* [TASK TO COMPLETE]: Find each line in the rows below that contains the word "Every", and copy those lines out in full. Treat uppercase and lowercase as different.

* [WORKING DATA]:
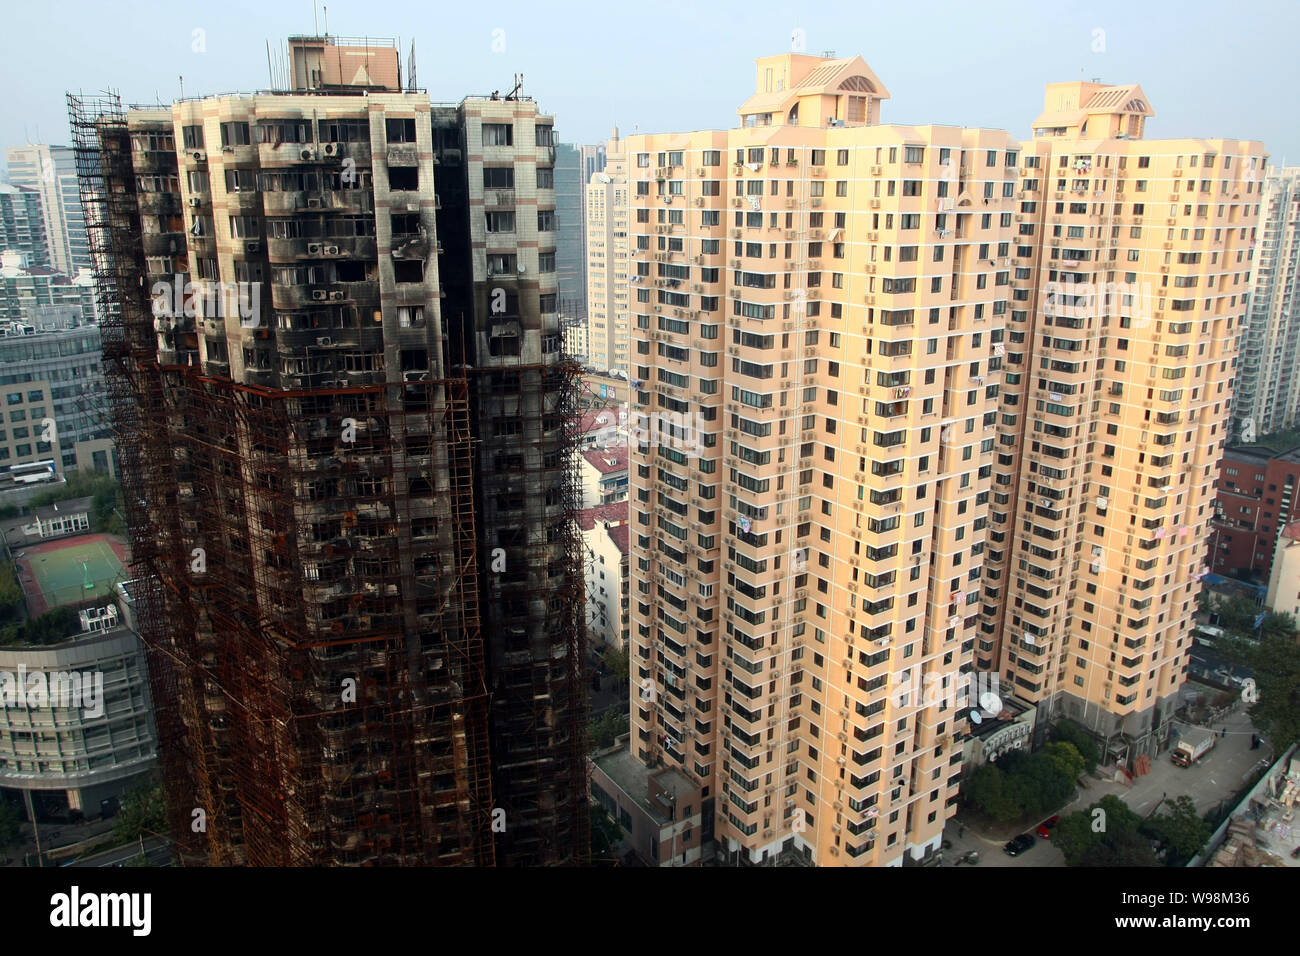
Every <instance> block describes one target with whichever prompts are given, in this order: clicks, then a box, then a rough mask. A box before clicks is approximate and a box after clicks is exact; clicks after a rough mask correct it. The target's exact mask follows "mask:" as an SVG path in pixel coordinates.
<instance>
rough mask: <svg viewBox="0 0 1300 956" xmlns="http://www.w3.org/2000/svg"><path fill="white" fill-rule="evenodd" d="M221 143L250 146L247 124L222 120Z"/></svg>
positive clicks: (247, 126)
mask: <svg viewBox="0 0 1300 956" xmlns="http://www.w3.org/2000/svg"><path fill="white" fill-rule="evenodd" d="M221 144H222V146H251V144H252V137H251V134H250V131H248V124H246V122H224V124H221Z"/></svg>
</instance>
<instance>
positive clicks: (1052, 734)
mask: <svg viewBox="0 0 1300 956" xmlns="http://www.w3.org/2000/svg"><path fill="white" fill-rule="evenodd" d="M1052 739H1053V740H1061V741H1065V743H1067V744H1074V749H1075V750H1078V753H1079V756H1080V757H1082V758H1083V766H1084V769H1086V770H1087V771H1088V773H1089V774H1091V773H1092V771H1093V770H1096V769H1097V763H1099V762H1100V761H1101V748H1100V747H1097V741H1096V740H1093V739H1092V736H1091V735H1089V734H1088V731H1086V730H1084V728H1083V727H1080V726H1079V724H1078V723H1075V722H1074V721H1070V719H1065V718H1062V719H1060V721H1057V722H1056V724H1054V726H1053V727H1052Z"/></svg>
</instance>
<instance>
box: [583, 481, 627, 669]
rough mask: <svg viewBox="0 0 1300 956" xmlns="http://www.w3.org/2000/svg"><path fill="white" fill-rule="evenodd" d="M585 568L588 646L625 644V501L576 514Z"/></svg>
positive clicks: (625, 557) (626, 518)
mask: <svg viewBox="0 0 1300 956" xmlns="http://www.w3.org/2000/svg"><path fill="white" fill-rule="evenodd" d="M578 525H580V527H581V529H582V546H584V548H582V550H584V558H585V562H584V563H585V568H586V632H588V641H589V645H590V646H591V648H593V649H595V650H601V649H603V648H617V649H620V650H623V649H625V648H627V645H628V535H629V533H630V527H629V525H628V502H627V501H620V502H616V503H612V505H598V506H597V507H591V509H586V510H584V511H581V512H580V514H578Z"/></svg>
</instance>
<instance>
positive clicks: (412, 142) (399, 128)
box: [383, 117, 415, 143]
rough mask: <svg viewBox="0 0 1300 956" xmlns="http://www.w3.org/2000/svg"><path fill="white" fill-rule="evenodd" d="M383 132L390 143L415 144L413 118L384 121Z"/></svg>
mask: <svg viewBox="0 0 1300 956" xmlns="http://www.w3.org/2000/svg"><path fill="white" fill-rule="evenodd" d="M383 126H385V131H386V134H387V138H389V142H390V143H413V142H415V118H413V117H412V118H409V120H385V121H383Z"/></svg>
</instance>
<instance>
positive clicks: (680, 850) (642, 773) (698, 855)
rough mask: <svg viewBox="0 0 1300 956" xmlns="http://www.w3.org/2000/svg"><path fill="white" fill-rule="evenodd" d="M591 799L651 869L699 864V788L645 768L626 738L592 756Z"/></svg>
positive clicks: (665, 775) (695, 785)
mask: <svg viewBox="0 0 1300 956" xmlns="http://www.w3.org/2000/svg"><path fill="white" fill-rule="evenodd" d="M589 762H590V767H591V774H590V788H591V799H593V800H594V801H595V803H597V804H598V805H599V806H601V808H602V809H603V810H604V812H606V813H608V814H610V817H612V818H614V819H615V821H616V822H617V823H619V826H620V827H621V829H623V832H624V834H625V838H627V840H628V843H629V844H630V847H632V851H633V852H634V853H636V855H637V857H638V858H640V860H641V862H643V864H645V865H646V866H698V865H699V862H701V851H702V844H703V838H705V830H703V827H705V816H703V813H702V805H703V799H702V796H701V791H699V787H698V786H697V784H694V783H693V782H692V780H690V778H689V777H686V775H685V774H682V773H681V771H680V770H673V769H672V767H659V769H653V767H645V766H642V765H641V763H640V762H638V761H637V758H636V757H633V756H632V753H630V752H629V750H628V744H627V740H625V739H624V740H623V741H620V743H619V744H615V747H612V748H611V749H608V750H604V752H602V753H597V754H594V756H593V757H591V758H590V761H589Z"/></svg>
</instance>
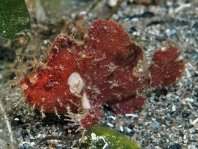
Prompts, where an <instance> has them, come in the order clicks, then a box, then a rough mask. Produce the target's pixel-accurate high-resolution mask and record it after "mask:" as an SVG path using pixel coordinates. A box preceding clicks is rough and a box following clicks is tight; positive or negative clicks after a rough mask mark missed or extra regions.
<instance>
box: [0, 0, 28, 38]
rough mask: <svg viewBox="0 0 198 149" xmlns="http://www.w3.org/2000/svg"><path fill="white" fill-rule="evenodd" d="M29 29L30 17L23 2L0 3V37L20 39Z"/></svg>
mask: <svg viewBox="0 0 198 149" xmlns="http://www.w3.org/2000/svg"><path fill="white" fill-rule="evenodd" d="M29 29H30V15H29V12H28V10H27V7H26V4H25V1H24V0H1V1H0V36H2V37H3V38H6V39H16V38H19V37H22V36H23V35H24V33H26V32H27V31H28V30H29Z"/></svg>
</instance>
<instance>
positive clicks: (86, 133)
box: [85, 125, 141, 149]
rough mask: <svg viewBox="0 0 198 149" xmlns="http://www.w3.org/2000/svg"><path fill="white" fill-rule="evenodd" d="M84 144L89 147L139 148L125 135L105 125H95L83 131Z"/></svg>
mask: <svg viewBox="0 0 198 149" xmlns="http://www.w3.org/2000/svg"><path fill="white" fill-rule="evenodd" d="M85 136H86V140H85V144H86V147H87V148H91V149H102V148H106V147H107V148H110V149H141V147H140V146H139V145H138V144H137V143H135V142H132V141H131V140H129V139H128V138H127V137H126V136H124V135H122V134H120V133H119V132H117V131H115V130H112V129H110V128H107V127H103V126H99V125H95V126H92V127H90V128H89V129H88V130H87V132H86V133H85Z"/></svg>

* [ANSWER FOR THIS EXERCISE]:
Every <instance> block describes one target with whichever prompts are given, in this order: clicks, then a box, then a rough mask. A box before clicks is approximate and a box after clicks is exact; clicks after a rough mask correct it. The target's exact mask follows "mask:" as an SVG path in pixel coordinates.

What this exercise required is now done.